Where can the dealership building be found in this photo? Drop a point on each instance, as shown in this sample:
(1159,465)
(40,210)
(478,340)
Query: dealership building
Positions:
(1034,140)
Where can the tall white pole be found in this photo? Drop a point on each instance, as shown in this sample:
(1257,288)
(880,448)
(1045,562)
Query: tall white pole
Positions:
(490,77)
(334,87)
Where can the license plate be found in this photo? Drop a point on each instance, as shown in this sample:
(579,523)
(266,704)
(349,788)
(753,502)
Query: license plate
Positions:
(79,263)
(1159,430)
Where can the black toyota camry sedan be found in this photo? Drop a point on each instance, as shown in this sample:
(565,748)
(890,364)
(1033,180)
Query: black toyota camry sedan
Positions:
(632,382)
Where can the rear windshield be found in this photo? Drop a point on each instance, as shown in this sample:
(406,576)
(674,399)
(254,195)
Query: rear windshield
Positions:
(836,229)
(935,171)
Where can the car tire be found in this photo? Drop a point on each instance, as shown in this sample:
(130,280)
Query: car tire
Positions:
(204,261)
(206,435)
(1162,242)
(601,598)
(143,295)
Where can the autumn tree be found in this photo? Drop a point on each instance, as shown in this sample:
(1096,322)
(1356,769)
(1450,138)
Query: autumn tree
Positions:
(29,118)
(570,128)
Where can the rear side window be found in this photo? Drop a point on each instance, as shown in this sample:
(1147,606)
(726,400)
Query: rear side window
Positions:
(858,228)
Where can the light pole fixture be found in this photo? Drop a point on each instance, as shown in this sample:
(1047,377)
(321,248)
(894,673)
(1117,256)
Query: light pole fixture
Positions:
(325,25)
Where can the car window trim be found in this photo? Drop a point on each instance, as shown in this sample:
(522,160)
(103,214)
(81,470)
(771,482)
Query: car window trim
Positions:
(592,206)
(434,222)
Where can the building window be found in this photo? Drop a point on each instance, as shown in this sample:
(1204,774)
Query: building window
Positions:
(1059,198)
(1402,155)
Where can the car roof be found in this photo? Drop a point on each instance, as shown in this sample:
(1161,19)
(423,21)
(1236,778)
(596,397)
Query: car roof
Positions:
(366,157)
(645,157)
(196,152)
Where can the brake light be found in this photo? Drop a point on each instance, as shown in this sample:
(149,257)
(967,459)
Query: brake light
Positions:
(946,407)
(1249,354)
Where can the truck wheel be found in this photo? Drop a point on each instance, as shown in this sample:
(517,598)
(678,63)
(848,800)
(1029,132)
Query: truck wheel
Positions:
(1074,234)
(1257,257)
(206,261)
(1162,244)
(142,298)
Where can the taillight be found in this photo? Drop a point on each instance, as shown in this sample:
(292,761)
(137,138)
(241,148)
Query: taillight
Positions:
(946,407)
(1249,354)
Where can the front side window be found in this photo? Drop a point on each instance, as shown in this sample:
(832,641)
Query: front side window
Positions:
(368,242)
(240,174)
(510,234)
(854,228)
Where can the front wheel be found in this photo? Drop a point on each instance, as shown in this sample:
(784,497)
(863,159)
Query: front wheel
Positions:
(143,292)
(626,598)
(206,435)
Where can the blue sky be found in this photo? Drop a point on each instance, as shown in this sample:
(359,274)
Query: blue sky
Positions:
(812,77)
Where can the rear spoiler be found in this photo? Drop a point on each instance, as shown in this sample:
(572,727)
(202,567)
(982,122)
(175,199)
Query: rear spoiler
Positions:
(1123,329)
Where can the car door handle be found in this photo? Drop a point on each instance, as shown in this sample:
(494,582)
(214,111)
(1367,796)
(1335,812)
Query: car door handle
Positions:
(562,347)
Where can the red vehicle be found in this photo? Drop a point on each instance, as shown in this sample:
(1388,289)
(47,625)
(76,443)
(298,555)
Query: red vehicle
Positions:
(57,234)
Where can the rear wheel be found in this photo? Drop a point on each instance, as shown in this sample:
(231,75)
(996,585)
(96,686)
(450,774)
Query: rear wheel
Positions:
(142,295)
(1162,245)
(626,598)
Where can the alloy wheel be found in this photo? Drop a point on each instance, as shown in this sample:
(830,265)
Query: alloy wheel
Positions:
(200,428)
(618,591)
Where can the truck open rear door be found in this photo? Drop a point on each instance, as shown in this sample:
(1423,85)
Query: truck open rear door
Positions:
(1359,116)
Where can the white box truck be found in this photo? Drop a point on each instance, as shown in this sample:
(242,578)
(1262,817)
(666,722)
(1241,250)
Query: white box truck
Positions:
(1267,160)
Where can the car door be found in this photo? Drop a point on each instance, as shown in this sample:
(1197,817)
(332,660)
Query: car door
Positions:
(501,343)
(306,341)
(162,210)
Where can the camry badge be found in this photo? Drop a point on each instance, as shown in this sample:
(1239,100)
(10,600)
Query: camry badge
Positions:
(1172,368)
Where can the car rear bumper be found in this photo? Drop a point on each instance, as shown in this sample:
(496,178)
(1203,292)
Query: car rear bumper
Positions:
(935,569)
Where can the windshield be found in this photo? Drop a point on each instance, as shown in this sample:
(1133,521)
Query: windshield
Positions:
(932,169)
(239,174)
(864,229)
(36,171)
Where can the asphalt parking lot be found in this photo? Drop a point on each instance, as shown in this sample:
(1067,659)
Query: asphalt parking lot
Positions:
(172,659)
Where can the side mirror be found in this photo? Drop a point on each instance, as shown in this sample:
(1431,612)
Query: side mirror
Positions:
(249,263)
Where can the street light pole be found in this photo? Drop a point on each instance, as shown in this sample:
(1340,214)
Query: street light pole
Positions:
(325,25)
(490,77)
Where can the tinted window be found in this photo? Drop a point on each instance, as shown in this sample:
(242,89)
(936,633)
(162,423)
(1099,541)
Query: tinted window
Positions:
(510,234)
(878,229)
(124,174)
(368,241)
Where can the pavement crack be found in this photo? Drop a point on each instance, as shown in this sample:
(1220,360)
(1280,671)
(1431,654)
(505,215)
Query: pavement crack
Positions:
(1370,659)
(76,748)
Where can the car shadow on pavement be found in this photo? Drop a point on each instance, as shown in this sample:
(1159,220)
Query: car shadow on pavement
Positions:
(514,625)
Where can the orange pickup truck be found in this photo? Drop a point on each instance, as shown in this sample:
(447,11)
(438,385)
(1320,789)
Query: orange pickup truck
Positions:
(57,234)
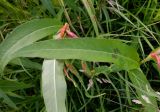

::::::::::

> DIRECTIONS FOR THIS TASK:
Which lines above include the string "blue"? Show them.

> FINAL ANSWER:
Where can the blue sky be found in this photo? Drop a point on each instance, as shown in this sample:
Query: blue sky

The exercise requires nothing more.